Referring expression data:

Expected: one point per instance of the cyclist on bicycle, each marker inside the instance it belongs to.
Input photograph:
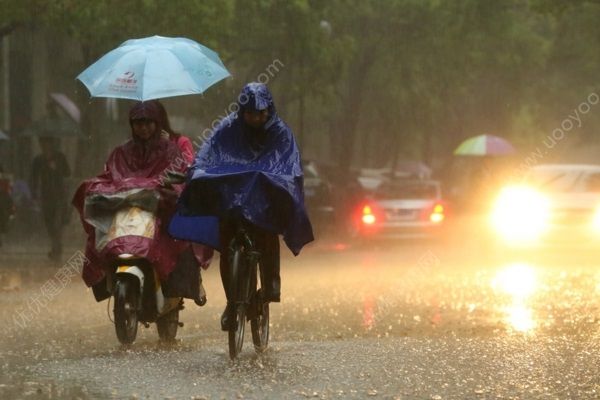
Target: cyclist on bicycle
(248, 168)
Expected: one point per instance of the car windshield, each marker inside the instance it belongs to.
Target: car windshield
(565, 180)
(388, 191)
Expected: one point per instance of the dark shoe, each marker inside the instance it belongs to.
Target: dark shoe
(272, 296)
(54, 256)
(227, 319)
(201, 300)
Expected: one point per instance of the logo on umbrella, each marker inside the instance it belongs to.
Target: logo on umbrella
(127, 78)
(125, 83)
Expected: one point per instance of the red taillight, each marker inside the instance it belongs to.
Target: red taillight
(437, 214)
(368, 217)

Your assignment:
Take the lines above from the one holding "Target: logo on umbrella" to the last and output them exactly.

Your response:
Target: logo on umbrella
(127, 78)
(125, 83)
Expected: one point per instance of the red taillight, each marker inside the instance it belongs to.
Target: red taillight
(437, 214)
(368, 217)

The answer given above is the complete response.